Entries provided:

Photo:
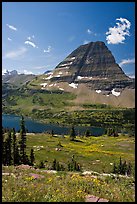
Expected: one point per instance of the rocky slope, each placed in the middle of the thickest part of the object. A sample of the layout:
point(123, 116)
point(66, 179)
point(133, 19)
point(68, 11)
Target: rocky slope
point(92, 73)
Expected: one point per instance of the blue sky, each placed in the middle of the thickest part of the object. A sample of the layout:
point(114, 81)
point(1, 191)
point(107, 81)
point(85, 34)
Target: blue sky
point(36, 36)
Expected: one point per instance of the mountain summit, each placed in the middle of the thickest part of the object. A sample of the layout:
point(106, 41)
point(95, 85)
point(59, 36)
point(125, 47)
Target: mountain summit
point(94, 65)
point(92, 74)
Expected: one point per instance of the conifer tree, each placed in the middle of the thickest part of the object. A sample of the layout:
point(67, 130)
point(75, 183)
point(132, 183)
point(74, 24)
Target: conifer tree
point(8, 149)
point(32, 157)
point(14, 145)
point(87, 133)
point(23, 141)
point(72, 134)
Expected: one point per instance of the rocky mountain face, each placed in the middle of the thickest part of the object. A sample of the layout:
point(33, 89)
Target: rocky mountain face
point(94, 65)
point(13, 78)
point(92, 73)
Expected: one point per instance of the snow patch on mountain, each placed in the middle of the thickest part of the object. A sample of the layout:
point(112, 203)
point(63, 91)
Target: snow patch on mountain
point(115, 93)
point(73, 85)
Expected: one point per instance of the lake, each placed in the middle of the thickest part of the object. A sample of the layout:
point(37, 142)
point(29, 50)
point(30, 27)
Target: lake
point(13, 121)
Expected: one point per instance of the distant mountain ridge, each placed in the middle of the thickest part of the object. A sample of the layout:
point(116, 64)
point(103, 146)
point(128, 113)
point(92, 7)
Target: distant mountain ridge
point(90, 72)
point(95, 65)
point(12, 77)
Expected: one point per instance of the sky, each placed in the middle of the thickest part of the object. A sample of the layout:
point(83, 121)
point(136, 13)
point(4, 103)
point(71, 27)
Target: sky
point(36, 36)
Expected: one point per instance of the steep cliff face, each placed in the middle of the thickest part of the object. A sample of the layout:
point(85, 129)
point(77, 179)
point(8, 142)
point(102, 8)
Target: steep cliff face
point(92, 73)
point(94, 65)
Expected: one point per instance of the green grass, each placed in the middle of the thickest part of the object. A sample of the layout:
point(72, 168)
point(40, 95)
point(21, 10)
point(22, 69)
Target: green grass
point(92, 153)
point(86, 150)
point(60, 187)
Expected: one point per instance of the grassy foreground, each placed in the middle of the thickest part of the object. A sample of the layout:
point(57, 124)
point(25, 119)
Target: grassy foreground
point(93, 153)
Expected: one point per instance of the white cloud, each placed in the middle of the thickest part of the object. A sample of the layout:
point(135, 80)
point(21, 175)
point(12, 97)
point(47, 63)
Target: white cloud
point(72, 38)
point(85, 42)
point(15, 53)
point(89, 31)
point(27, 72)
point(131, 76)
point(48, 50)
point(27, 42)
point(41, 67)
point(11, 27)
point(30, 37)
point(9, 39)
point(127, 61)
point(117, 34)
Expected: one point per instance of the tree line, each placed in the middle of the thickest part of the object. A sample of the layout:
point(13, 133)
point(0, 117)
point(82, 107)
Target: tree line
point(14, 149)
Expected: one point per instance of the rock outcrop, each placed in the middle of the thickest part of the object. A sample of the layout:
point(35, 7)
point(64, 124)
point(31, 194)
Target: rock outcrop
point(94, 65)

What needs to be done: Only the lines from the one containing "point(82, 107)" through the end of the entries above should be written out, exactly and in full.

Solved exercise:
point(82, 107)
Target: tree line
point(14, 149)
Expected: one point per instance of the rock outcrop, each placed in the middle of the thickest part of the object. A sample of the layout:
point(35, 7)
point(64, 124)
point(31, 194)
Target: rock outcrop
point(94, 65)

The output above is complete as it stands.